Objective :: Render the records from the line containing "Guideline — for every instance of the dutch" through the end of the records as a two-column CSV with the columns instruction and response. Give one row for each record, placing its text and its answer each in a single quoted field, with line breaks replaced by spaces.

Dataset content ::
━━━━━━━━━━━━━━━━━━━━

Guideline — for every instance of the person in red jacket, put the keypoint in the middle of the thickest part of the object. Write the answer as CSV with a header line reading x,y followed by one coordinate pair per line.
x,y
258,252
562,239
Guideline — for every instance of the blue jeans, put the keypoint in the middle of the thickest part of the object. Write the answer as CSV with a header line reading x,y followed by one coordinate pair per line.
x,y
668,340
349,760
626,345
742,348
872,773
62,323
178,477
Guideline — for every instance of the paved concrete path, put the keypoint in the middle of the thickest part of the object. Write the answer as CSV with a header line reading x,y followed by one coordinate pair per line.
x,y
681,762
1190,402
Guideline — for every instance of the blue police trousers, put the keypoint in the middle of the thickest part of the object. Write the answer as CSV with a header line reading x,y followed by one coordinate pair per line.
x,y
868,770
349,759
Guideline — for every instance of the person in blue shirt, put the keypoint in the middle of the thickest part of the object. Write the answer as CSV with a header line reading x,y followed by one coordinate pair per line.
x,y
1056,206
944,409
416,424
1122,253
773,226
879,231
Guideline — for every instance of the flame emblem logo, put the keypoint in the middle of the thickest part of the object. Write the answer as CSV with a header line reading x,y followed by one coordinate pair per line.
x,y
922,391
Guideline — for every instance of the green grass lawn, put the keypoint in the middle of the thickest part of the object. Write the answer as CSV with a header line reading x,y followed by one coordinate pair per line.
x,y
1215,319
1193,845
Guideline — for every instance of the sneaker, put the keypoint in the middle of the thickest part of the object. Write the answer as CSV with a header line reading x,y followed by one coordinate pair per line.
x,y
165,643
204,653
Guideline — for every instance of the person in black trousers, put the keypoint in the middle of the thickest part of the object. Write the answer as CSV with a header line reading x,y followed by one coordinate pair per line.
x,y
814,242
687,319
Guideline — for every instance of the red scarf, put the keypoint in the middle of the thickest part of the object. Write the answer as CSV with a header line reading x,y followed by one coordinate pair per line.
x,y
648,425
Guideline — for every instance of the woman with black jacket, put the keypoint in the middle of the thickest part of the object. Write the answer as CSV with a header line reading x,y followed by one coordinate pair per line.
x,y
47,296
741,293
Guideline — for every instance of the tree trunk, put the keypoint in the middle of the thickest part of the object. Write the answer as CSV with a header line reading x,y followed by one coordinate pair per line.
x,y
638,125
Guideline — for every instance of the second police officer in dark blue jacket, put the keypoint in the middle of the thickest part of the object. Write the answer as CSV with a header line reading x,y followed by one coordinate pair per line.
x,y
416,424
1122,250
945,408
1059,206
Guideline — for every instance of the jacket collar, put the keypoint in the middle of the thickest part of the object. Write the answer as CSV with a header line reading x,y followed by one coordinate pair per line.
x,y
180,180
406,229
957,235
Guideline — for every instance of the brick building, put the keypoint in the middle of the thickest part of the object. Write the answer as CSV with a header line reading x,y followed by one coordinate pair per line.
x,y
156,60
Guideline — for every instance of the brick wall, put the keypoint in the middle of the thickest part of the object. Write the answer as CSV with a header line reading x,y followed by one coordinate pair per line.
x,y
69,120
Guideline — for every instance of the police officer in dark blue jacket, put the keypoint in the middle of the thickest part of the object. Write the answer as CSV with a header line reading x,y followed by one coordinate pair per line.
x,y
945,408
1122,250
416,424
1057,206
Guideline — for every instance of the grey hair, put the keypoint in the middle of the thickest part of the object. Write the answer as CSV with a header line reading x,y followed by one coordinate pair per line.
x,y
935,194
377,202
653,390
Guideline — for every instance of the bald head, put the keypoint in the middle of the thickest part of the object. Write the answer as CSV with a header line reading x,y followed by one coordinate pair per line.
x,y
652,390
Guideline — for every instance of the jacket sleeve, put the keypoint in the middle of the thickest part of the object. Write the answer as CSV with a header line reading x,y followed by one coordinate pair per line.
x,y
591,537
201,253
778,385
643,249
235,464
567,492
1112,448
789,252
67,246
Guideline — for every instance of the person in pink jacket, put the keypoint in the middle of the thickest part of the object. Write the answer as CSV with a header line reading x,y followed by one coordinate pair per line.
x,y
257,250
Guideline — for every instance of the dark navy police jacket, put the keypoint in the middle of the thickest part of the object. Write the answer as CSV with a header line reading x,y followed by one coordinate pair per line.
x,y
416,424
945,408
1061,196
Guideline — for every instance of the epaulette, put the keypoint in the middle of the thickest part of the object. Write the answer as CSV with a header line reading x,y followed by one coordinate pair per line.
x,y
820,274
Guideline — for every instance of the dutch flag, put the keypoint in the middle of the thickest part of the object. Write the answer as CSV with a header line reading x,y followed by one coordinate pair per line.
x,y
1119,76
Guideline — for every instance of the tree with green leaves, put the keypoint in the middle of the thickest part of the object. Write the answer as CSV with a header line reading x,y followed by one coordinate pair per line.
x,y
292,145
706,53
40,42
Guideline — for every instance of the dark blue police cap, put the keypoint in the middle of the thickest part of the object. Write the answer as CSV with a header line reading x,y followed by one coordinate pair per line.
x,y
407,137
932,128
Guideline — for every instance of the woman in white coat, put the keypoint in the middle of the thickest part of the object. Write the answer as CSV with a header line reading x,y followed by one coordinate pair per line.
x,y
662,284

━━━━━━━━━━━━━━━━━━━━

Result ::
instruction,response
"Guideline — for every instance of the dutch flag, put the keypoint in the middle of the thickest part of the object. Write the answer as CSV with a header line reading x,y followed by one coordinate pair per line.","x,y 1119,76"
"Guideline — for every instance of the tree with green leaves, put the keypoint in the middle of the thickest part of the object. Write the answer as CSV with a header line reading x,y followed by one coordinate pair per line.","x,y 292,145 706,53 40,42"
"Guideline — for every instance of the dark blue police cap, put the keypoint in the middle of the thickest part of the object. Write the answer as CSV with a header line reading x,y followed by one coordinate pair per line.","x,y 407,137 932,128"
"Guideline — for every instance of the woman in white coat, put the keypoint in the middle of the thickest part of the object. Write the answer as CSV with a header line reading x,y followed by one coordinate pair per line.","x,y 662,284"